# What is being asked
Copy the material below exactly, but only from the line with "hey can you find the hazy" onward, the final line included.

# Dataset extract
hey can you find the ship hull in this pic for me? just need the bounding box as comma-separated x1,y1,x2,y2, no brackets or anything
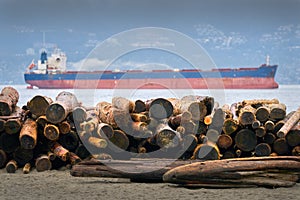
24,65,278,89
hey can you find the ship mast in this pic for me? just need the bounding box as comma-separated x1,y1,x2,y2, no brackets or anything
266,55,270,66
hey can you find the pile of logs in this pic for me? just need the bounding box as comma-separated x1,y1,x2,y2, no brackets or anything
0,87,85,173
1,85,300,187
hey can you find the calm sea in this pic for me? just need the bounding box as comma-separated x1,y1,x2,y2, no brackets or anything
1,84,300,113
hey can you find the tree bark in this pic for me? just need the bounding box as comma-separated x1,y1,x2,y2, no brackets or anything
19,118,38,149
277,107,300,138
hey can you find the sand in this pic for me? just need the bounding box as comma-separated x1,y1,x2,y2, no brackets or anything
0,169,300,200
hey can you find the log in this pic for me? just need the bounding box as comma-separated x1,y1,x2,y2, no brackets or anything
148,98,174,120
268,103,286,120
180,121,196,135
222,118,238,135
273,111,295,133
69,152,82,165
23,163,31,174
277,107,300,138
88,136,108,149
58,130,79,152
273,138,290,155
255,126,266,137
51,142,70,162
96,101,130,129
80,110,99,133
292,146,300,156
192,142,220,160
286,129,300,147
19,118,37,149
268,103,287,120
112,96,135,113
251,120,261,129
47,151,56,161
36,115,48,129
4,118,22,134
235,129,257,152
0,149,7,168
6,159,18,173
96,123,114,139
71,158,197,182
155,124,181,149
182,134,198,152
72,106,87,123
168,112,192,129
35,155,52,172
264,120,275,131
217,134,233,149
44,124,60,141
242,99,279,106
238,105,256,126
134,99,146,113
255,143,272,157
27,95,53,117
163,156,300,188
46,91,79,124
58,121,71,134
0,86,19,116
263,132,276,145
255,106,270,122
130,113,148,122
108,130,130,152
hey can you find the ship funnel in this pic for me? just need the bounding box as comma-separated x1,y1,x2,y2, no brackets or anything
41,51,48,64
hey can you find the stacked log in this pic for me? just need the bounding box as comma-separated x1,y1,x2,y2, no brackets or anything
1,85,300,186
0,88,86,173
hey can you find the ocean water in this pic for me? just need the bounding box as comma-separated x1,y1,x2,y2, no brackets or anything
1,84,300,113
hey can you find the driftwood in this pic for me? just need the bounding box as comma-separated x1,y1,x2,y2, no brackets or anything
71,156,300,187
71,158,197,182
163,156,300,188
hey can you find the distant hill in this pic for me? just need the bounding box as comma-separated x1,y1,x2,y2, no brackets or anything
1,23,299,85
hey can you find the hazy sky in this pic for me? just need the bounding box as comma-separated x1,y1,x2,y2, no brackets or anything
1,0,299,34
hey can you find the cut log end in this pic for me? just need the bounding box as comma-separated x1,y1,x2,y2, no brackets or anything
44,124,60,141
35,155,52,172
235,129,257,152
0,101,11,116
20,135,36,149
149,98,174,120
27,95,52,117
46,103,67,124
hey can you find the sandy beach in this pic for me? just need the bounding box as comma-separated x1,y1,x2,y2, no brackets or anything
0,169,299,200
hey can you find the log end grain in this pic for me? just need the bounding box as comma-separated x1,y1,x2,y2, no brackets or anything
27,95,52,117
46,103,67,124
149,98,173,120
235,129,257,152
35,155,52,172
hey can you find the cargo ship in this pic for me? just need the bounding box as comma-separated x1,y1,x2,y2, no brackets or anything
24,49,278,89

# Solution to the problem
hey can you find the hazy sky in this pic for me? just need the bounding box as comma-separated x1,y1,x2,y2, no brackets or anything
1,0,299,34
hey can you find the cut log end in this pic for me? just need the bounding box as comma-separated x1,y1,x2,y2, no brackets or anything
44,124,60,141
35,155,52,172
235,129,257,152
0,101,11,116
20,135,36,149
149,98,174,120
27,95,52,117
46,103,67,124
hey can you find the sandy beach in this pic for me? just need the bounding box as comma-separated x1,y1,x2,y2, no brackets or anything
0,169,299,200
hey can you find the log end grain in this pic for me? just need the bounding box as comma-separated x1,y1,x2,y2, no brackets or anything
27,95,52,117
46,103,67,124
149,98,173,120
235,129,257,152
35,155,52,172
hey can you find the cargo ship in this pic for me? just need the bounding box as comma-separated x1,y1,x2,y2, no brackets or anything
24,49,278,89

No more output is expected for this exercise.